- Exercise objective: Can you convert these rows into a Markdown table with the columns Number and Content, giving each row its number and leaving out blank lines?

- Records for the exercise:
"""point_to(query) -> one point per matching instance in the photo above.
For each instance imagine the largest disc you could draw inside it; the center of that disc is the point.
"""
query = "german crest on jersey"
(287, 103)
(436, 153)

- Expected answer:
| Number | Content |
|---|---|
| 1 | """point_to(query) -> one point per matching instance in the photo above. |
| 2 | For each instance imagine the largest disc you could draw inside it; the center of that disc is the point. |
| 3 | """ |
| 4 | query = "german crest on jersey" |
| 5 | (287, 103) |
| 6 | (436, 153) |